# DVGRR Spring Fling 5/21



## goldencontriever3 (Nov 7, 2008)

Delaware Valley Golden Retriever Rescue in Pennsylvania is having their Spring Fling, this Saturday, April 16 from 11 to 3. Here is a link to the website: Delaware Valley Golden Retriever Rescue*-*Event Schedule

We are going to be there with Sky. Hope to meet some GRF members. :wavey:


----------



## Shoob&Sheeb (Jun 1, 2009)

Just got notice it has been postponed due to scheduled storm.


----------



## GinnyinPA (Oct 31, 2010)

When will it now be held?


----------



## goldencontriever3 (Nov 7, 2008)

They have not rescheduled the Spring Fling yet. I will post the new date as soon as I find out.


----------



## goldencontriever3 (Nov 7, 2008)

The Spring Fling has been rescheduled for May 21, 2011 from 11am to 3pm (rain date May 22). Hope we can meet some GRF friends. Here is the link to the website with information:

Delaware Valley Golden Retriever Rescue*-*Event Schedule


----------



## goldencontriever3 (Nov 7, 2008)

Can a mod please change the title date to 5/21? Thanks!


----------



## Oaklys Dad (Dec 28, 2005)

goldencontriever3 said:


> Can a mod please change the title date to 5/21? Thanks!


Changed the date for you.


----------



## goldencontriever3 (Nov 7, 2008)

Thank you!


----------



## Shoob&Sheeb (Jun 1, 2009)

:-( We have to work weekends in May.


----------



## goldencontriever3 (Nov 7, 2008)

Shoob&Sheeb said:


> :-( We have to work weekends in May.


Hope to be able to meet you at another event!


----------

———

Job
In the forum thread about the Spring Fling, transcribe the part that opens with the words containing "Delaware Valley Golden Retriever Rescue in" and closes with "to scheduled storm.".

———

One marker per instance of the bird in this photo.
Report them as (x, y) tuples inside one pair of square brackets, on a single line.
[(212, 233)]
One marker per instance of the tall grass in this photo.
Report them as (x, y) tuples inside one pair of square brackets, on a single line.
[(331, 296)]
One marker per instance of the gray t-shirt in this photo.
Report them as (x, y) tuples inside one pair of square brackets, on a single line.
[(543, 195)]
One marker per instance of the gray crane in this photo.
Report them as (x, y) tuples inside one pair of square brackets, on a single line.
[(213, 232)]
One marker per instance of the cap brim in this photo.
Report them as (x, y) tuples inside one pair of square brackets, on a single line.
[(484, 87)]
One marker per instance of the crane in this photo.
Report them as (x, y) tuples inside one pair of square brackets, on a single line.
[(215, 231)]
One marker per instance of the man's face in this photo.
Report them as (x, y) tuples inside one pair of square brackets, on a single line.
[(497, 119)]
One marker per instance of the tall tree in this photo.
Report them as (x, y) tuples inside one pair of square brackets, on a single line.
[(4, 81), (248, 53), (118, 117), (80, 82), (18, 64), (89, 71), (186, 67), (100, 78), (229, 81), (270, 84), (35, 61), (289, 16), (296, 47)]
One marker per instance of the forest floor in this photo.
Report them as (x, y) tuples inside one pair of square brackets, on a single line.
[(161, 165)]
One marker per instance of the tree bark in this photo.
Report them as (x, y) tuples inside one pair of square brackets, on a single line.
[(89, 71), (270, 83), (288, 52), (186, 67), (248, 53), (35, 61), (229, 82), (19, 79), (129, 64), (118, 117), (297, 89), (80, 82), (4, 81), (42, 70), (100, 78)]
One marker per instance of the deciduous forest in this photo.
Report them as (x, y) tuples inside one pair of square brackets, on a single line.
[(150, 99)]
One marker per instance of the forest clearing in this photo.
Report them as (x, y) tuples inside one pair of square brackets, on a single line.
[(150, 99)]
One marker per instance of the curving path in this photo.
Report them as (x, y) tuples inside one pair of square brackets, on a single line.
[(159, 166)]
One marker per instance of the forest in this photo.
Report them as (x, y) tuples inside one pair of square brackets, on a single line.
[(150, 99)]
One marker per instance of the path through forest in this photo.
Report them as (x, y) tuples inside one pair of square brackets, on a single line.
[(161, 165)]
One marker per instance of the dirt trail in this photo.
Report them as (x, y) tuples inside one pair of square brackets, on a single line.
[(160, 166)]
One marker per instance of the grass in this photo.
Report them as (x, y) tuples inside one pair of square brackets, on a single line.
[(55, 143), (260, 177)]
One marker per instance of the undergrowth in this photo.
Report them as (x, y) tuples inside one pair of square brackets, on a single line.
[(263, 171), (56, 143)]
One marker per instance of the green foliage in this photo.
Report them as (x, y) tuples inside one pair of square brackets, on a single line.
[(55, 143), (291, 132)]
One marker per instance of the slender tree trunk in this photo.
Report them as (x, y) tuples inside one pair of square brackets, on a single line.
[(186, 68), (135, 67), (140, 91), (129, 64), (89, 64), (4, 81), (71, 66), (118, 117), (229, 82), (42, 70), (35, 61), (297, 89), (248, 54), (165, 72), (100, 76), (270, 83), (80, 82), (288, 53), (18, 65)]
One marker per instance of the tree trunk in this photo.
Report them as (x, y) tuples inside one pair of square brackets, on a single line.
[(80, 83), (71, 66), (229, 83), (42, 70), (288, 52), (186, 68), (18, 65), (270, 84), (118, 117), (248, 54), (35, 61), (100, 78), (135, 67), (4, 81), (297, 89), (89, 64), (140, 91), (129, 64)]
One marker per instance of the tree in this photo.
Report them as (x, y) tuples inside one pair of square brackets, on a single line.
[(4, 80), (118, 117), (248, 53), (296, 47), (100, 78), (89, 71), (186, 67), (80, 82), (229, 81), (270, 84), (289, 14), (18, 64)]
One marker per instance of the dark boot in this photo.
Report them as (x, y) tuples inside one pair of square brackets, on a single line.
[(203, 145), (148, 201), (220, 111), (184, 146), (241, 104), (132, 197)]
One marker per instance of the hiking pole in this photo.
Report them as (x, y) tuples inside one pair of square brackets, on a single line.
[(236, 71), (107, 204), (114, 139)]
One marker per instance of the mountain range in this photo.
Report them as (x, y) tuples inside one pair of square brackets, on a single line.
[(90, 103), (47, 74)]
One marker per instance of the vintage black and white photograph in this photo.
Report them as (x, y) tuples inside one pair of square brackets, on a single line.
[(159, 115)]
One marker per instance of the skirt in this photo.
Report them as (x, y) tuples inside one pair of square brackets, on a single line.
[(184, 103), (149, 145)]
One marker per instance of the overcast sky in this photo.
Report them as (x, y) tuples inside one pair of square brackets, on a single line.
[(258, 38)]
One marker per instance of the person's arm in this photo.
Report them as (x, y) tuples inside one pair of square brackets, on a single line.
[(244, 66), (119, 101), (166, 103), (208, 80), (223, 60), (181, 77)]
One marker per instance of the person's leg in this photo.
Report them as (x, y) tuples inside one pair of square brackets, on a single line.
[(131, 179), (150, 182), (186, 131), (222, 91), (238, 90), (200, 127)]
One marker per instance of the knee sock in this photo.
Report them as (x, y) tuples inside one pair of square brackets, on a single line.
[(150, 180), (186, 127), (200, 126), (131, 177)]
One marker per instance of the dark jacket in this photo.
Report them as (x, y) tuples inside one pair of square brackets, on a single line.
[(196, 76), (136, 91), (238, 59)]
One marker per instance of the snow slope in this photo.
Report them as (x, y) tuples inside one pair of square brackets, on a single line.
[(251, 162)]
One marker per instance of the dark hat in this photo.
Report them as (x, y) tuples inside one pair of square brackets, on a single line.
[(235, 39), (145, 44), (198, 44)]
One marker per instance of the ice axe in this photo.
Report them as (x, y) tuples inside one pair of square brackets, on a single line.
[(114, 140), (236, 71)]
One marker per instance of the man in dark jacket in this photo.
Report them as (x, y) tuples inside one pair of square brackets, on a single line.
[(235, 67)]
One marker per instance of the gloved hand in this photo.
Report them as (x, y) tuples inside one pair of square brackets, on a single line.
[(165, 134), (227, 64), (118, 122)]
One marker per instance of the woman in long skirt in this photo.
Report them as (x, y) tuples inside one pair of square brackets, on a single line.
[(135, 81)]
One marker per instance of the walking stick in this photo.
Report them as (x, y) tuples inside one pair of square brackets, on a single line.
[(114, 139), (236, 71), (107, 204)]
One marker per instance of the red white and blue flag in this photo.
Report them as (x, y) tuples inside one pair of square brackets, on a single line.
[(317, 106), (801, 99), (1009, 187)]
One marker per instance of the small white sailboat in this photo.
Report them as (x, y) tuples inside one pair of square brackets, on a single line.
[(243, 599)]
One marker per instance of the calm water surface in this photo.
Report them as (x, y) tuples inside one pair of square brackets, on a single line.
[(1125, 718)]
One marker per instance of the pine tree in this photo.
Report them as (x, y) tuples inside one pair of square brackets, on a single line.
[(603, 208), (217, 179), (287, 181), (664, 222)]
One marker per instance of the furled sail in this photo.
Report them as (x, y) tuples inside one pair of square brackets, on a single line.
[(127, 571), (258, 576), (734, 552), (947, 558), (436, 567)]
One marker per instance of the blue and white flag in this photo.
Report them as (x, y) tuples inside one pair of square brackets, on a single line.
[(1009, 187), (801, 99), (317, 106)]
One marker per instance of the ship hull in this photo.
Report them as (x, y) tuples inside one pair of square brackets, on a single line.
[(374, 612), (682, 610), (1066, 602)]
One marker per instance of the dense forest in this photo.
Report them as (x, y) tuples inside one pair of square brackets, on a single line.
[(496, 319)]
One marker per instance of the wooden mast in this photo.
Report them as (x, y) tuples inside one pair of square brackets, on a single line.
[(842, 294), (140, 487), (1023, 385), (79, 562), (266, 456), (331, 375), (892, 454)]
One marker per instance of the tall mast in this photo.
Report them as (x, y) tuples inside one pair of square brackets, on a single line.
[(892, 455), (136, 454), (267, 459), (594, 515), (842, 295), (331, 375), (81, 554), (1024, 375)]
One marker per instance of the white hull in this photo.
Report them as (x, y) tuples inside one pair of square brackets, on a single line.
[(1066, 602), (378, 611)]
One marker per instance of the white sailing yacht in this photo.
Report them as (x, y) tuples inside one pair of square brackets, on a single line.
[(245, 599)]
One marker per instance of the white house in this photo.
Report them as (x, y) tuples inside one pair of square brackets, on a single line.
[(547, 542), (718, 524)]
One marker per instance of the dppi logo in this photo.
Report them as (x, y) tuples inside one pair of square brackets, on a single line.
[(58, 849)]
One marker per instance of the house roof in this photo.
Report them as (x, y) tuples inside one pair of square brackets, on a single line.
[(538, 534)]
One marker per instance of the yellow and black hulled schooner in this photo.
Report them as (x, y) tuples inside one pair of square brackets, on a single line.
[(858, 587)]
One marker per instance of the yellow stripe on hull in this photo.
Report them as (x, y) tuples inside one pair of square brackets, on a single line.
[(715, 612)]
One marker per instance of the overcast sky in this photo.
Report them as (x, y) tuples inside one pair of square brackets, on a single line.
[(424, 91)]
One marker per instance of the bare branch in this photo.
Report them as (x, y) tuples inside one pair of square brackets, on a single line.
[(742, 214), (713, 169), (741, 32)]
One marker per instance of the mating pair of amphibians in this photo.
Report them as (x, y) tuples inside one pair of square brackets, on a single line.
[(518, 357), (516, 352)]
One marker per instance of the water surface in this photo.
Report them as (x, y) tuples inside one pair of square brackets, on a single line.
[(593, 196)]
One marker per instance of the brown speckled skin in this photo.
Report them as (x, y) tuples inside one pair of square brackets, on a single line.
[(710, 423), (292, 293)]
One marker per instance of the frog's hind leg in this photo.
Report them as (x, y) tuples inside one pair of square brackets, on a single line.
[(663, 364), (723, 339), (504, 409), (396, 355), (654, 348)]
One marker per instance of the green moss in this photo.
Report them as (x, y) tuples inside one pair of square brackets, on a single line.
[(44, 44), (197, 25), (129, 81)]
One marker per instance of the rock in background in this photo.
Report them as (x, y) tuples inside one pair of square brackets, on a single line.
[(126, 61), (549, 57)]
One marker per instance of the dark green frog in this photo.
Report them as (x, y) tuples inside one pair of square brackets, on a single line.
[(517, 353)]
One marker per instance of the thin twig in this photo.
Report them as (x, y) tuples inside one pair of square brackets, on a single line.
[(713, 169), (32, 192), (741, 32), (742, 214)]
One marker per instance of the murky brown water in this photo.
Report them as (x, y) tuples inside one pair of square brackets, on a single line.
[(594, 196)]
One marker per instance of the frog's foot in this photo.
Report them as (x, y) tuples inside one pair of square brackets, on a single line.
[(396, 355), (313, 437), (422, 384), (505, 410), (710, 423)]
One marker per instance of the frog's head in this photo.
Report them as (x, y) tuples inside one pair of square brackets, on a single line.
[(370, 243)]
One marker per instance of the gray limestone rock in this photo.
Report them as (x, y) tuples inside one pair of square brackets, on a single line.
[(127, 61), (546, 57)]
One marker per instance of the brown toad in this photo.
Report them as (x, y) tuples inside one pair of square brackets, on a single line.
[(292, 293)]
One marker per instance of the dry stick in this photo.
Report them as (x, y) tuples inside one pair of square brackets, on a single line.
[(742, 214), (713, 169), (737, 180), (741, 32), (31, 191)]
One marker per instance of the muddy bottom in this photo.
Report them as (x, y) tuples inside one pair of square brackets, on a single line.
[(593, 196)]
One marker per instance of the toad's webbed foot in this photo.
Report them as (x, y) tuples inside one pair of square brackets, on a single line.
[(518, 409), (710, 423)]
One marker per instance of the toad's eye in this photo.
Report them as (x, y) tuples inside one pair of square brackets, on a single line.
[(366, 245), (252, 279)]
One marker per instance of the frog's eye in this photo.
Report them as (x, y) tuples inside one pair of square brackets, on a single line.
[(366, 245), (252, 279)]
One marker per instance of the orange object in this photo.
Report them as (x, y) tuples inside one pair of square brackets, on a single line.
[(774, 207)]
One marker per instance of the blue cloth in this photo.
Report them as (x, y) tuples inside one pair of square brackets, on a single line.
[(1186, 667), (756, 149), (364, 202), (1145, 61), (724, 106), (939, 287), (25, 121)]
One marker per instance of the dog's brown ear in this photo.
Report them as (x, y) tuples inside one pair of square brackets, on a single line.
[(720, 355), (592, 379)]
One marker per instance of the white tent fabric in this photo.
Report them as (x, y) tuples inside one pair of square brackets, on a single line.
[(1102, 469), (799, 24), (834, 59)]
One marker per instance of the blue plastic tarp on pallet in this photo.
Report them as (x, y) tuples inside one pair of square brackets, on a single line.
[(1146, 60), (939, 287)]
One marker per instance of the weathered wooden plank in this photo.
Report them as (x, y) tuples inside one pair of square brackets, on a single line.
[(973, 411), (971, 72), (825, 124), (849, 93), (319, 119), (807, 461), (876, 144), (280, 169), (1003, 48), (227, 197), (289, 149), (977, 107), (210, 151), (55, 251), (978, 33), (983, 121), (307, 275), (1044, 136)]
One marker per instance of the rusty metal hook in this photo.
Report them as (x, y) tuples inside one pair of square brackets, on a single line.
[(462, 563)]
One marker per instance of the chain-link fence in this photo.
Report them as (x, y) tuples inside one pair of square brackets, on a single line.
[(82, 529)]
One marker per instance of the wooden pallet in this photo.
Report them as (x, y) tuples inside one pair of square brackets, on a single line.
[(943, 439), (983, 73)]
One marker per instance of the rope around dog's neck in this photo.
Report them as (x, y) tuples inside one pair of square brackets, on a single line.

———

Result of this exercise
Delaware Valley Golden Retriever Rescue in Pennsylvania is having their Spring Fling, this Saturday, April 16 from 11 to 3. Here is a link to the website: Delaware Valley Golden Retriever Rescue*-*Event Schedule

We are going to be there with Sky. Hope to meet some GRF members. :wavey:


----------



## Shoob&Sheeb (Jun 1, 2009)

Just got notice it has been postponed due to scheduled storm.